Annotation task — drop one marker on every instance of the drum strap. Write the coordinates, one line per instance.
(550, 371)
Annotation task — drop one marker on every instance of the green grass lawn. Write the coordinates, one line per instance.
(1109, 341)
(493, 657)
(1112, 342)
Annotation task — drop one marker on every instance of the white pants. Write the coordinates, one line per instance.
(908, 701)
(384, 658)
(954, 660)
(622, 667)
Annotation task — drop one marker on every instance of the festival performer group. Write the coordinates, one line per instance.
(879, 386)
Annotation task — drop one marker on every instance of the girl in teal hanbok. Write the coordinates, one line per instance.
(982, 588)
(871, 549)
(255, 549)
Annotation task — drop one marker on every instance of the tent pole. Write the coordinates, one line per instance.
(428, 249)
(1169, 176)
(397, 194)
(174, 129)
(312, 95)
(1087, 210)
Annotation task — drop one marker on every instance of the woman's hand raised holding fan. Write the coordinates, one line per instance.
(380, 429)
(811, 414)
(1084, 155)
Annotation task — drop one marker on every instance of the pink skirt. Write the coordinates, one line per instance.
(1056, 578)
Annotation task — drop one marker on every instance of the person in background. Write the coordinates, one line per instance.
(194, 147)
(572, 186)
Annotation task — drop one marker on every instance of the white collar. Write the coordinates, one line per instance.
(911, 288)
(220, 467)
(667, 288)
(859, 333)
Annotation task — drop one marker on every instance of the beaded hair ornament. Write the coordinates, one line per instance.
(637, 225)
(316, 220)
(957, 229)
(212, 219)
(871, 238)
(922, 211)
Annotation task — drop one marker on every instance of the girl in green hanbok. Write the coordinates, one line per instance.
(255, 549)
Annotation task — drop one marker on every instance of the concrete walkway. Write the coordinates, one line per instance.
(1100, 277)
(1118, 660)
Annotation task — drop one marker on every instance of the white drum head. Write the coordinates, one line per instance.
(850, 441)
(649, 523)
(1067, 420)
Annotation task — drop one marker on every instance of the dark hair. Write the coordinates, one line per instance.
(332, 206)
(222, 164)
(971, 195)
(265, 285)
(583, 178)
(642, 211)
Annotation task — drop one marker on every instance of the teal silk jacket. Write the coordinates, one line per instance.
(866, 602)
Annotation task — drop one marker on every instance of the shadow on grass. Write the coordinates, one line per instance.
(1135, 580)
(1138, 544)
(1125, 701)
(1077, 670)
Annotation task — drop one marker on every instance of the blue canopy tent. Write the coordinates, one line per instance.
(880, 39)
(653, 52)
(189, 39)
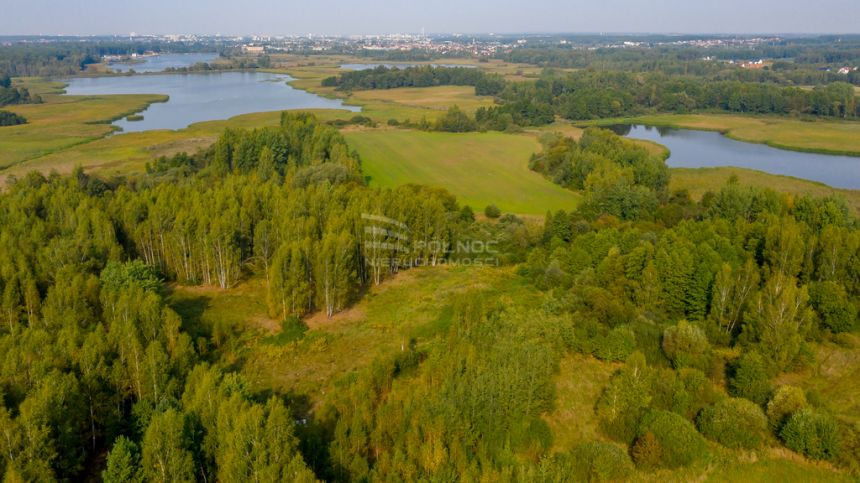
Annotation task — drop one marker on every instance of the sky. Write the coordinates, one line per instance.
(349, 17)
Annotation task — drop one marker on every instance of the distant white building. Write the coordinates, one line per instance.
(254, 49)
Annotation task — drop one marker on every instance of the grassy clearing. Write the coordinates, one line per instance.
(413, 305)
(578, 386)
(430, 98)
(834, 377)
(480, 168)
(832, 137)
(127, 153)
(700, 180)
(62, 122)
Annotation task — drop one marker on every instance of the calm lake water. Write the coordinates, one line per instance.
(398, 65)
(203, 97)
(164, 61)
(699, 149)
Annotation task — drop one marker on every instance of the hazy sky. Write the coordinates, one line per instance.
(387, 16)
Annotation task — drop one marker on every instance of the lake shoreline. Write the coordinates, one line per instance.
(727, 132)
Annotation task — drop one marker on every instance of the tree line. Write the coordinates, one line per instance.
(383, 77)
(594, 95)
(96, 361)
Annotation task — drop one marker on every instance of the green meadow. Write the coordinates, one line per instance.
(480, 168)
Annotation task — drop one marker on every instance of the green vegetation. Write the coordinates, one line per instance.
(479, 168)
(426, 76)
(62, 122)
(618, 177)
(779, 132)
(11, 119)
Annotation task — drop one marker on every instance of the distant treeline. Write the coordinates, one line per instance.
(424, 76)
(808, 62)
(69, 58)
(591, 94)
(594, 95)
(12, 95)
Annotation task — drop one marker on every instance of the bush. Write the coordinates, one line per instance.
(786, 401)
(684, 392)
(625, 400)
(749, 379)
(466, 214)
(455, 120)
(734, 423)
(667, 440)
(492, 211)
(687, 346)
(833, 306)
(812, 434)
(598, 461)
(617, 345)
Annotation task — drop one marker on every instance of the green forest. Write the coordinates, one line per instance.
(701, 305)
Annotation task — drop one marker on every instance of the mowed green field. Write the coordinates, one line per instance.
(480, 168)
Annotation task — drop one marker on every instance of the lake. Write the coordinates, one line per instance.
(161, 62)
(699, 149)
(398, 65)
(203, 97)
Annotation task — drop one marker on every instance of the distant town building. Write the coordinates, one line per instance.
(254, 49)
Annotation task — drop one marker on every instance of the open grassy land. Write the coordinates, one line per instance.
(414, 305)
(430, 98)
(831, 137)
(330, 64)
(480, 168)
(700, 180)
(128, 152)
(63, 121)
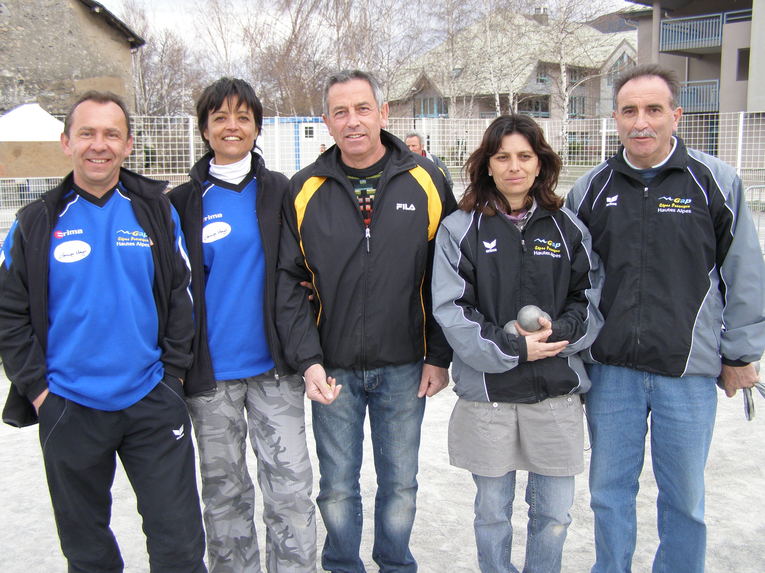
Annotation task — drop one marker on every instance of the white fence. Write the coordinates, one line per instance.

_ _ _

Reproduce the records above word for word, from start to finish, omitting the pictures.

Annotation task — drop one marker on every instance of the drum strap. Write the coordinates, one line per instance.
(550, 371)
Annotation task — drop one marker on every instance of the green grass lawn. Write the coordinates, one line per instance.
(1109, 341)
(493, 657)
(1112, 342)
Annotation task — drop one marker on every instance of the white pants. Write the coordinates, one line per instance.
(908, 701)
(384, 658)
(954, 660)
(622, 667)
Annotation task — drop one marker on every instance of the festival performer group. Write the coordinates, one line per instance.
(879, 386)
Annotation task — drop one marker on every instance of the girl in teal hanbok. Write the coordinates, one line per instance.
(982, 588)
(871, 549)
(255, 549)
Annotation task — drop one marker on every instance of the tent pole. Write the coordinates, one line per instance.
(428, 249)
(1169, 176)
(397, 194)
(174, 129)
(312, 95)
(1087, 210)
Annotation task — drop one marker on every instance of the woman's hand raised holding fan. Write the coordinates, one line per instance.
(380, 429)
(811, 414)
(1084, 155)
Annotation task — drop one marker on every instance of the pink skirt. Write the coordinates, one line per instance.
(1056, 578)
Annotation task — drop one marker on every instance of the person in background. Write the coordinates, one line per instance.
(194, 147)
(572, 186)
Annotation task — drop one marker on every instance of the white collar. Write the coordinates, one line per instance.
(911, 288)
(220, 467)
(667, 288)
(859, 333)
Annotation task — drop one marker on every instance of the beaded hair ornament. Write the coordinates, one line per instance.
(637, 225)
(316, 220)
(957, 229)
(212, 219)
(871, 238)
(922, 211)
Annotation task — drop one marker on every instance of the girl in green hanbok. Write the coordinates, one line per instance.
(255, 549)
Annotation task — drop one marker on every instance of the concrete walkway. Write the coordinates, one line per instance.
(1100, 277)
(1118, 660)
Annotation task — drop one marker on every instance of the white drum head. Write the coordinates, one line per instance.
(850, 441)
(649, 523)
(1067, 420)
Annotation task — drop one marker on every instance of the dark hair. Write the coordinates, one line per instance.
(332, 206)
(222, 164)
(971, 195)
(265, 285)
(583, 178)
(642, 211)
Annotation task — drop one marker on every instance of the teal silk jacket. Write the coordinates, one line per instance.
(866, 602)
Annotation task — drop one marker on every instance of the shadow on grass. Write the coordinates, one line per instance.
(1135, 580)
(1138, 544)
(1125, 701)
(1077, 670)
Annotation task — drop one marker on every instance of the blue canopy tent. Write the coordinates, one line per instance.
(880, 39)
(653, 52)
(189, 39)
Annotation task — drop one marker on every instance of the sky. Write the coordinates, one line per instance.
(349, 17)
Annotation task — drop one marker on every instance of the distant white building. Write the coordinates, one line per instance.
(254, 49)
Annotation task — drop one marker on every instance of the grassy clearing. Write the coordinates, one line per instance.
(413, 305)
(578, 386)
(430, 98)
(834, 377)
(480, 168)
(832, 137)
(127, 153)
(700, 180)
(62, 122)
Annotation task — drop one marker on every instance of the calm lake water. Write the coordinates, one line per instance.
(398, 65)
(203, 97)
(164, 61)
(699, 149)
Annotation task — drop one marker on every instance of the hazy sky. Write the coordinates, one line per instance.
(387, 16)
Annotation task — drop one marker on every instance of the lake shoreline. Write the coordinates, one line per instance.
(727, 132)
Annotation task — drop one marker on every instance of the tree line. Write the coordinates, one line per instance.
(383, 77)
(594, 95)
(96, 361)
Annotation task — drop one marker on every instance of the green meadow. Write the coordinates, one line per instance.
(480, 168)
Annotation task — drop one marker on every instance of the green vegetation. Write the coordinates, one line per instance.
(479, 168)
(426, 76)
(62, 122)
(618, 177)
(779, 132)
(11, 119)
Annotation task — drop one marker on every instance of the distant treeline. Write the coordinates, one line per instance.
(424, 76)
(808, 62)
(69, 58)
(591, 94)
(594, 95)
(12, 95)
Annotation task — drop one marker on every instance of the bush. Write the coordinates, one line per instance.
(786, 401)
(684, 392)
(625, 400)
(749, 379)
(466, 214)
(455, 120)
(734, 423)
(667, 440)
(492, 211)
(687, 346)
(833, 306)
(812, 434)
(598, 461)
(617, 345)
Annotation task — drop one marker on every instance of the green forest. Write the coordinates, one line per instance.
(701, 305)
Annotation task — drop one marker on every instance of the mowed green field. Write the coordinates, one line per instance.
(480, 168)
Annotation task — drop one marker on every instance of the lake. Write the coordinates, one line per instance.
(161, 62)
(699, 149)
(398, 65)
(203, 97)
Annotation task — drop one marker on every instance of the distant town building. Write the coordinates, one line per instance.
(254, 49)
Annotation task — drop one marker on every instance of the open grassy land. Write the coordinates, one line per instance.
(414, 305)
(430, 98)
(831, 137)
(330, 64)
(480, 168)
(700, 180)
(128, 152)
(63, 121)
Annotation task — drop one marker on every instance of the white fence. Write the coordinates, one line per instance.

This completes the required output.